## PROBLEM DESCRIPTION
Write out, character for character, the line containing "Count every glass" and all lines after it up to the end of the listing.
TASK DATA start
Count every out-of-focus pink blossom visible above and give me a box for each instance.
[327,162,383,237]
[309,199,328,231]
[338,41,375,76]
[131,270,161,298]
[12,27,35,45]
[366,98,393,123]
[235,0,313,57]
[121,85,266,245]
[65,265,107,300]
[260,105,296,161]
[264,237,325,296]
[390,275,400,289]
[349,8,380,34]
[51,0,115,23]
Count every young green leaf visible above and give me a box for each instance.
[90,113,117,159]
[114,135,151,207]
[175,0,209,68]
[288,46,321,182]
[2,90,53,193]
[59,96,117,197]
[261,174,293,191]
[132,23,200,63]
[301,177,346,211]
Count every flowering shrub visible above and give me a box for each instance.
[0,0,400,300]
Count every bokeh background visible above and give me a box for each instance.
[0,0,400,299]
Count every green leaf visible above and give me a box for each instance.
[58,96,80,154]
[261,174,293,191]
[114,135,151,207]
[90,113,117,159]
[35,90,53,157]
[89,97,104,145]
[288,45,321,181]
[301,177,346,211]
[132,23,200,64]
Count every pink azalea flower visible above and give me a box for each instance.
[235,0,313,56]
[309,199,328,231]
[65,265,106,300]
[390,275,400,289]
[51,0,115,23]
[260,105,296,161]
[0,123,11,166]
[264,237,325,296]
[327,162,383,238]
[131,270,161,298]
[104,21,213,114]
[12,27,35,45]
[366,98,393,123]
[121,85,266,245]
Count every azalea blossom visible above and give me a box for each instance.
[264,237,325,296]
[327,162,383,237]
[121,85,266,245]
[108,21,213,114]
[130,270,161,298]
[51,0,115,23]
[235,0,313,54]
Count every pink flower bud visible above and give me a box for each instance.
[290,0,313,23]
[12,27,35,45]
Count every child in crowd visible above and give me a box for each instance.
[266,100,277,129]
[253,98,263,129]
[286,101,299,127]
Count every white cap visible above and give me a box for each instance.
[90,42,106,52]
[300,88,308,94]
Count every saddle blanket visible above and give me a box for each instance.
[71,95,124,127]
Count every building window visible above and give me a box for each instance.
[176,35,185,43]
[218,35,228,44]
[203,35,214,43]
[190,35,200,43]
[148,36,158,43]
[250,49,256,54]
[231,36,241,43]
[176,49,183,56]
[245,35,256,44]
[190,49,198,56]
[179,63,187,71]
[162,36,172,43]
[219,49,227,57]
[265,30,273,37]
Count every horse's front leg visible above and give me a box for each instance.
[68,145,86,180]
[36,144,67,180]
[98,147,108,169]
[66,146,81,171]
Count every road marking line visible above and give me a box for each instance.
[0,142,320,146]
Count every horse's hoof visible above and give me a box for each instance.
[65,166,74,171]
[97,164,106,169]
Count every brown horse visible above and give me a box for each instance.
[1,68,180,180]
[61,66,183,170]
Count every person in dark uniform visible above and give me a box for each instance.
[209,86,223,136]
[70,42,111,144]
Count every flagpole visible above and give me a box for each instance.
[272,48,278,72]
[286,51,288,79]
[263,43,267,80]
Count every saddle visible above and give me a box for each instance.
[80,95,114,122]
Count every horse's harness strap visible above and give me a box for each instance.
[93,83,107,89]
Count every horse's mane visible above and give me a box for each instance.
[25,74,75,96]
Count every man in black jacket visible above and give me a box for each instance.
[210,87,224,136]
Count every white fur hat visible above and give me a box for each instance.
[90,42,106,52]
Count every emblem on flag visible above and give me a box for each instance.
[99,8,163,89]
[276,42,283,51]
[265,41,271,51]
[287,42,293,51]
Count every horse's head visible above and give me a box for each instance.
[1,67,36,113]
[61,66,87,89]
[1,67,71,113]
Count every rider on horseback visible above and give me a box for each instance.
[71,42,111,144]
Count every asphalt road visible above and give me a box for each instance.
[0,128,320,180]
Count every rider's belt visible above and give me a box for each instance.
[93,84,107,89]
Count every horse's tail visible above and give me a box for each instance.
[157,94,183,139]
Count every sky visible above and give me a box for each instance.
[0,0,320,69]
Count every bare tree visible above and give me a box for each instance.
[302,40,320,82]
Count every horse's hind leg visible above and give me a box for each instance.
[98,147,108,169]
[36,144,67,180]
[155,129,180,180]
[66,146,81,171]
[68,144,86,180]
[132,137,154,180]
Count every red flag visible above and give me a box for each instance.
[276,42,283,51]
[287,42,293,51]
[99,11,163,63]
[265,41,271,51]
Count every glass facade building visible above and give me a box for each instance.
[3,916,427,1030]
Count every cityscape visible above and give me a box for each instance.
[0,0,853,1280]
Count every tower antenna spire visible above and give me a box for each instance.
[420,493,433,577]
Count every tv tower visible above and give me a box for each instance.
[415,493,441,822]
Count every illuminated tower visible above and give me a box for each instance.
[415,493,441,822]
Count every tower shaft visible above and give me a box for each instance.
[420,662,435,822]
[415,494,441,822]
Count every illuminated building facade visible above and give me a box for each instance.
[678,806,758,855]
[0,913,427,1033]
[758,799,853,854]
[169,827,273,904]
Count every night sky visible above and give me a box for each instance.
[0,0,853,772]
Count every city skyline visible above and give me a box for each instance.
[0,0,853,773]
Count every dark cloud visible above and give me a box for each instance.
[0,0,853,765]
TASK DATA end
## TASK SOLUTION
Count every glass facade building visible above and give me a box for each instance.
[3,916,427,1030]
Count every cityscape visible above and give me a box for each instance.
[0,0,853,1280]
Count every tower antenna spire visible above and give me a box for each instance.
[420,493,433,577]
Count every tv tower visible above and give me a box for each instance.
[415,493,441,822]
Count every illuminated tower visible above and give me a box for each instance.
[415,493,441,822]
Count every tower shaft visible above and give me a box for each instance.
[420,662,435,822]
[415,494,441,822]
Count every illuminated building facade visible above and give me a box for each instance.
[678,806,758,855]
[0,913,427,1033]
[758,799,853,854]
[169,827,273,904]
Count every night sky visible above and give me a box for each instance.
[0,0,853,772]
Count every city skyline visible above and give me a box for each instance.
[0,0,853,773]
Count every dark cloud visible above and give me a box for each instance.
[0,0,853,765]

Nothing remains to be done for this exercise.